- [What you have to do]:
Until the last line is reached, keep transcribing the material exactly.

- [Data provided]:
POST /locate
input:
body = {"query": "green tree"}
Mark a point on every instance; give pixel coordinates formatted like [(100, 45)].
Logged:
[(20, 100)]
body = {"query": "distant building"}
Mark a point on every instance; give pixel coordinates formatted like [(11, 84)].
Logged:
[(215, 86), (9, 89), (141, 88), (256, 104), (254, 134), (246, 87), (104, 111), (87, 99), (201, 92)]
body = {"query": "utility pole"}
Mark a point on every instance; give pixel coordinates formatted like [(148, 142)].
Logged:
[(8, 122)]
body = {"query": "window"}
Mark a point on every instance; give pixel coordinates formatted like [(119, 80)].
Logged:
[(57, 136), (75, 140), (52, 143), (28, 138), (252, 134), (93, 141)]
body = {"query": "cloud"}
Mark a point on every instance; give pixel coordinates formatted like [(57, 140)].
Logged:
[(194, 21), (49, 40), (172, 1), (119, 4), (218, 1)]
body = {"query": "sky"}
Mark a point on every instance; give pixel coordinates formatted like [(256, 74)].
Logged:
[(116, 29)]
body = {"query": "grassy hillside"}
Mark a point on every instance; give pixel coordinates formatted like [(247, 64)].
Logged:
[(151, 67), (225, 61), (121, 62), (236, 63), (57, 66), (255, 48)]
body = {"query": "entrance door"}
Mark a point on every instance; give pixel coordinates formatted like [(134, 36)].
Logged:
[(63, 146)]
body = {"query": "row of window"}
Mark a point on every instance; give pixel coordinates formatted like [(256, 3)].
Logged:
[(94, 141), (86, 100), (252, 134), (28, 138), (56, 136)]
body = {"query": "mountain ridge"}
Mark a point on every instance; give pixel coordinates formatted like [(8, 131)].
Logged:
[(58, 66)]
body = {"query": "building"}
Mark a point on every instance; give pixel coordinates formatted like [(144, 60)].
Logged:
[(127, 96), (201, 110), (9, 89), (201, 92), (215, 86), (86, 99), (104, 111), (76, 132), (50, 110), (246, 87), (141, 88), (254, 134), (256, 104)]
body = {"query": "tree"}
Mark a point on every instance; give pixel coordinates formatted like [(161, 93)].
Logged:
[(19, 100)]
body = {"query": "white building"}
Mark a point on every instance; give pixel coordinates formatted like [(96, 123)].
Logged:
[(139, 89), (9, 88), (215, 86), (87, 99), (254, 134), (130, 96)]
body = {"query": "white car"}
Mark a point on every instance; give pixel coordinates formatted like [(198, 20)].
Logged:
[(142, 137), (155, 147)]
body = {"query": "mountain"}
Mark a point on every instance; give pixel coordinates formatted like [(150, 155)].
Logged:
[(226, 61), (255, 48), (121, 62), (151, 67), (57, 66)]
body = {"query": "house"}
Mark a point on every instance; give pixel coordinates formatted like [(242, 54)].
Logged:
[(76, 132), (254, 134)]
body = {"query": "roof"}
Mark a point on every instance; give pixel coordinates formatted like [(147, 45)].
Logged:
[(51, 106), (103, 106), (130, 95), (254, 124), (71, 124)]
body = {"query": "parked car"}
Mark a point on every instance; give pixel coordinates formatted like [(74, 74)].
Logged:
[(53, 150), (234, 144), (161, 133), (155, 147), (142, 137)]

- [Reply]:
POST /locate
input:
body = {"query": "green tree"}
Mark a point on every instance; give pixel coordinates formatted like [(100, 45)].
Logged:
[(20, 100)]
body = {"query": "distant building"}
Mark a point on every instance; give pixel coordinates formatted like [(11, 84)].
Logged:
[(215, 86), (9, 89), (141, 88), (256, 104), (254, 134), (246, 87), (104, 111), (87, 99), (201, 92)]
body = {"query": "utility pole"}
Mark a point on every instance; give pixel coordinates formatted like [(148, 142)].
Logged:
[(8, 122)]
body = {"query": "window"}
Mark a point on every instance; give pixel coordinates formatted like [(119, 80)].
Logged:
[(57, 136), (75, 140), (52, 143), (28, 138), (252, 134), (93, 141)]
body = {"query": "cloud"}
Mark a point on every instance; give pixel coordinates formatted like [(57, 140)].
Logged:
[(194, 21), (49, 40), (172, 1), (119, 4), (218, 1)]
body = {"query": "sky"}
Mark a point on every instance; give pixel coordinates formatted like [(256, 74)].
Logged:
[(116, 29)]
body = {"query": "grassy hillside"}
Mark a point on every instance; give pixel coordinates formatted like [(247, 64)].
Logged:
[(151, 67), (225, 61), (121, 62), (236, 63), (57, 66), (255, 48)]
body = {"query": "entrance door"}
Mark a point on every instance; give pixel coordinates formatted like [(134, 36)].
Logged:
[(63, 146)]
body = {"query": "row of window"}
Mark a point on every instance; give pixel coordinates formatted like [(256, 3)].
Logged:
[(94, 141), (86, 100), (252, 134), (28, 138), (56, 136)]
body = {"query": "mountain ridge"}
Mark a point on every instance; give pixel coordinates formatted like [(8, 131)].
Logged:
[(58, 66)]
body = {"query": "building"}
Mark a point on every instance; give pixel coordinates formatted like [(144, 60)].
Logged:
[(127, 96), (201, 110), (9, 89), (201, 92), (215, 86), (86, 99), (104, 111), (76, 132), (50, 110), (246, 87), (141, 88), (254, 134), (256, 104)]
body = {"query": "tree"}
Mark a point on every instance; give pixel coordinates formatted like [(161, 93)].
Logged:
[(19, 100)]
body = {"query": "white building"}
Mark a point on every instance; give pixel coordinates formatted like [(96, 123)].
Logged:
[(139, 89), (9, 88), (215, 86), (87, 99), (254, 134), (130, 96)]
body = {"query": "white car"}
Mark a point on every instance; give pixel coordinates formatted like [(198, 20)].
Logged:
[(142, 137), (155, 147)]
body = {"query": "mountain"}
Mark a point on every instance; give pixel coordinates formatted like [(150, 155)].
Logged:
[(226, 61), (255, 48), (121, 62), (151, 67), (57, 66)]
body = {"query": "house"}
Mark a point on every instance; give pixel coordinates formatted like [(242, 54)].
Logged:
[(76, 132), (254, 134)]
body = {"query": "roof"}
Mark a point on every instance; give pixel coordinates formatted like [(147, 45)].
Logged:
[(51, 106), (103, 106), (130, 95), (254, 124), (71, 124)]
body = {"query": "parked car"}
Mark a point on every instance; give pixel coordinates formatted like [(74, 74)].
Logged:
[(53, 150), (234, 144), (161, 133), (155, 147), (142, 137)]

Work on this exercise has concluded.